▶ **WHAT THE TASK ASKS**: Each record below should be repeated precisely as written.

▶ **PROVIDED MATERIAL**:

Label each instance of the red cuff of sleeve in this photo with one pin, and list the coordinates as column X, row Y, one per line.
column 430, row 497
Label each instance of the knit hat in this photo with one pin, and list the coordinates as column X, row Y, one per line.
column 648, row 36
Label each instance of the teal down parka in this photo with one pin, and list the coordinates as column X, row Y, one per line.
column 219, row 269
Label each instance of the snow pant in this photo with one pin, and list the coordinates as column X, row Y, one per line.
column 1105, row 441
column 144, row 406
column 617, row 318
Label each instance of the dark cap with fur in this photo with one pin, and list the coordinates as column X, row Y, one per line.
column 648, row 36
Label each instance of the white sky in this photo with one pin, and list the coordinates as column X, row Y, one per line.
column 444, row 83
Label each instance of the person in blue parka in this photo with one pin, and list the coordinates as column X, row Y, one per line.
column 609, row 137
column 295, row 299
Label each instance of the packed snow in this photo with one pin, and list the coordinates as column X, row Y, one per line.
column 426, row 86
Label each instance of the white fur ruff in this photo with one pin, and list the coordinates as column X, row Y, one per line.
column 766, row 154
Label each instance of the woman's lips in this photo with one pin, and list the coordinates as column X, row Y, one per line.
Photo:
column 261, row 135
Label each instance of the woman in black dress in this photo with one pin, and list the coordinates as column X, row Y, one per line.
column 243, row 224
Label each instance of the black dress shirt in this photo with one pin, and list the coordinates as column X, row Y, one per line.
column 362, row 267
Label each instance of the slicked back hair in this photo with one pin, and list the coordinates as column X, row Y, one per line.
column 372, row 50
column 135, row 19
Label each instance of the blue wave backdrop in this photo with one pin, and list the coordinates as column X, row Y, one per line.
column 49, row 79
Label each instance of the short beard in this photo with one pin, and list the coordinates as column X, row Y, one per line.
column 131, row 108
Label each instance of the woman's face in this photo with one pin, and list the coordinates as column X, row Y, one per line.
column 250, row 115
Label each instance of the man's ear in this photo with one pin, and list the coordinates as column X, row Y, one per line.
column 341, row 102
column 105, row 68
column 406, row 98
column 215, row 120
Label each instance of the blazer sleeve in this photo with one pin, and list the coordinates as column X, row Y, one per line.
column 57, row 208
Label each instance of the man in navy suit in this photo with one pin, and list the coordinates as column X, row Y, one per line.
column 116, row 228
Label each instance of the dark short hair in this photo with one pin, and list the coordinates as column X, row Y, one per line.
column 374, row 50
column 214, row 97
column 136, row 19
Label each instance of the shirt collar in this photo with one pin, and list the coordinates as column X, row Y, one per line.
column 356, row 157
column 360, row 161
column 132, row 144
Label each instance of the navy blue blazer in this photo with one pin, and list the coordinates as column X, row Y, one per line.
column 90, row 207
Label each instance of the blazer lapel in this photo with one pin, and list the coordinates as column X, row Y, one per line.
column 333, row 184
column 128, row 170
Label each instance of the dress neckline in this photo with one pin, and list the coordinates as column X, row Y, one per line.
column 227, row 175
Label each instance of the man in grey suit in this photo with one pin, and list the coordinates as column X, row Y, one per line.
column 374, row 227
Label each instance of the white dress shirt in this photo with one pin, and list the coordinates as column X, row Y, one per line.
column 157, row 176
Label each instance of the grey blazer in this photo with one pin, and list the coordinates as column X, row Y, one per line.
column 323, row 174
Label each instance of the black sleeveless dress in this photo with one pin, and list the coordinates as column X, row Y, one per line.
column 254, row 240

▶ **RESPONSE FOR THIS EXERCISE**:
Label each instance of the red cuff of sleeve in this photo with one pin, and list the coordinates as column X, row Y, one per line.
column 430, row 497
Label each instance of the knit hat in this photo with one pin, and list the coordinates as column X, row Y, one per line.
column 648, row 36
Label each instance of the teal down parka in this photo with one pin, and list the coordinates as column X, row Y, one per line.
column 219, row 269
Label each instance of the snow pant in this photo with one pin, and list the coordinates as column X, row Y, one per line.
column 1105, row 441
column 144, row 406
column 617, row 318
Label each instance of the dark cap with fur in this photo with one pin, and list the coordinates as column X, row Y, one per line.
column 648, row 36
Label each instance of the white sky in this photo with one pin, and list the coordinates as column X, row Y, one per line.
column 444, row 83
Label each instance of the person in blue parka in this photo with one pin, and list the coordinates as column X, row Y, one per line.
column 609, row 137
column 295, row 299
Label each instance of the packed snow in this photo with one pin, and list the coordinates as column X, row Y, one per line.
column 426, row 86
Label each instance of the white fur ruff in this photo with one pin, and list the coordinates as column X, row Y, one per line.
column 766, row 154
Label each instance of the woman's lips in this photo with one pin, and list the coordinates as column X, row Y, one per line.
Photo:
column 261, row 135
Label each instance of the woman in black dress in this photo with one pin, and list the coordinates as column X, row Y, one per line.
column 243, row 224
Label each instance of the black dress shirt in this photo with one pin, and list the coordinates as column X, row Y, one per line.
column 362, row 267
Label each instance of the slicked back hair in this photo with one pin, and list the coordinates as column X, row Y, one per line.
column 372, row 50
column 135, row 19
Label each instance of the blue wave backdrop in this photo with one pin, and list the coordinates as column X, row Y, one per line.
column 49, row 79
Label each instance of the short beard in this photo with one pin, and list the coordinates as column X, row Y, one per line.
column 131, row 108
Label each instance of the woman's face in this photo with one pin, and list the coordinates as column X, row Y, one per line.
column 250, row 115
Label each instance of the man's ear in this photo with one pin, and list the coordinates as column X, row Y, one per line.
column 341, row 102
column 105, row 68
column 406, row 98
column 215, row 120
Label each instance of the blazer sleeve in this photo with one pin, and list the coordinates as column X, row Y, one per line.
column 57, row 208
Label each instance of the man in navy suit in this photo with one pin, and list the coordinates as column X, row Y, one per line.
column 116, row 228
Label each instance of the dark short hair in this photo with one pin, and list the coordinates as column X, row Y, one per line.
column 374, row 50
column 214, row 97
column 136, row 19
Label each instance of the shirt collar in this photo with one pin, and list the coordinates as column X, row Y, one per line.
column 356, row 157
column 360, row 161
column 132, row 144
Label each instance of the navy blue blazer in this photo with one pin, and list the coordinates as column X, row Y, one per line.
column 90, row 207
Label each instance of the blazer lapel in this photo with one pin, and list the coordinates as column X, row Y, one per line.
column 333, row 184
column 128, row 170
Label each instance of the dress neckline in this photo with one pin, and list the coordinates as column X, row Y, one per line.
column 227, row 175
Label each instance of the man in grey suit in this photo with one pin, and list the coordinates as column X, row Y, one per line.
column 374, row 227
Label each instance of the white dress shirt in this photo with one pin, and list the coordinates as column X, row Y, one per line.
column 157, row 176
Label each instance of the grey blazer in this photo with one pin, and list the coordinates as column X, row Y, one per line.
column 323, row 174
Label each instance of the black sleeveless dress in this photo with one pin, and list the coordinates as column X, row Y, one per line.
column 254, row 240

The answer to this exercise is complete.